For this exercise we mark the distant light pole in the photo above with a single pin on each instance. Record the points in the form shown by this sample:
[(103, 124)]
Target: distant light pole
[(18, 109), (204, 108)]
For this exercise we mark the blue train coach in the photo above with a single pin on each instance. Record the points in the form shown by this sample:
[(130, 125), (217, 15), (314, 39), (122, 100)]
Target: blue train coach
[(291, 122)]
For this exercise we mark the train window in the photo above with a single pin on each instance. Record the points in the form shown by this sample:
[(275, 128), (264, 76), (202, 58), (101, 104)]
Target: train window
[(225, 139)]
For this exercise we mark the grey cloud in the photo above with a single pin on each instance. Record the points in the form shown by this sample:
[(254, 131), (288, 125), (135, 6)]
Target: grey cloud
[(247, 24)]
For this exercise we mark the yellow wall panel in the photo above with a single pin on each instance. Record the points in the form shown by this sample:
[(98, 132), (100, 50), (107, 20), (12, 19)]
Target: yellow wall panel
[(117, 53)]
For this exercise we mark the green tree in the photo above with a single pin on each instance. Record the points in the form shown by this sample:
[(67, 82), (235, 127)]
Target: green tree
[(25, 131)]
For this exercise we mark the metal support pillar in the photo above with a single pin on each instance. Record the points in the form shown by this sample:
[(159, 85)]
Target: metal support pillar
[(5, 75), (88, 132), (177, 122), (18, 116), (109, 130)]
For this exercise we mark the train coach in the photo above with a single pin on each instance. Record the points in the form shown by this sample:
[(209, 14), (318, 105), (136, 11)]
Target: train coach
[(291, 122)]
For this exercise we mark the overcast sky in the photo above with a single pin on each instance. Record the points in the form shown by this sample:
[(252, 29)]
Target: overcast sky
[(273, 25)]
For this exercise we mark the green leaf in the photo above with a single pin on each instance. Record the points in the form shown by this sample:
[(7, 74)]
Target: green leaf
*****
» **Instructions for the task**
A word-for-word restatement of every record above is expected.

» **Exercise result**
For this exercise we mark the distant light pole in the photo above with a single pin on each instance. Record the points in the form shown by this sample:
[(103, 124)]
Target: distant light pole
[(18, 109), (204, 108)]
For this exercise we mark the blue train coach in the photo above with a single pin on each instance. Record the points in the form shown by this sample:
[(130, 125), (217, 15), (314, 39), (122, 100)]
Target: blue train coach
[(291, 122)]
For this exercise we mark the train window in the photo above with a single pin on each instance. Record the points in the form shown by this sample:
[(275, 128), (264, 76), (202, 58), (101, 104)]
Target: train window
[(225, 139)]
For this exercise we mark the grey cloud in the photo above with a single pin on each instance. Record the points in the form shown by this sample:
[(254, 131), (288, 125), (135, 6)]
Target: grey cloud
[(247, 24)]
For this exercise we mark the yellow wall panel in the photo above with a single pin on each instance. Record the points in the form shown by this sample:
[(98, 132), (100, 50), (107, 20), (12, 19)]
Target: yellow wall panel
[(117, 53)]
For this exercise we mark the green tree in the photo above with a single pin on each instance. Record the points in the form shown by this sample:
[(67, 82), (235, 127)]
Target: green tree
[(25, 131)]
For this exercise we mark the metal support pillar in the photo above with a single pin on each instance. Record the points in the form shown by this sample:
[(159, 85)]
Target: metal support pillar
[(5, 75), (88, 132), (177, 122), (18, 116), (109, 130)]
For this exercise we mark the train coach in the photo above with a single pin on each instance. Record the points in the form shown by this sample:
[(209, 14), (318, 105), (136, 11)]
Target: train coach
[(291, 122)]
For this exercise we mark the overcast sky in the photo above with a single pin on each instance. Record the points in the form shown by this sample:
[(252, 29)]
Target: overcast sky
[(273, 25)]
For this exercise we mark the green leaf in the photo above with a single pin on each instance. Record the points in the form shown by this sample:
[(7, 74)]
Target: green leaf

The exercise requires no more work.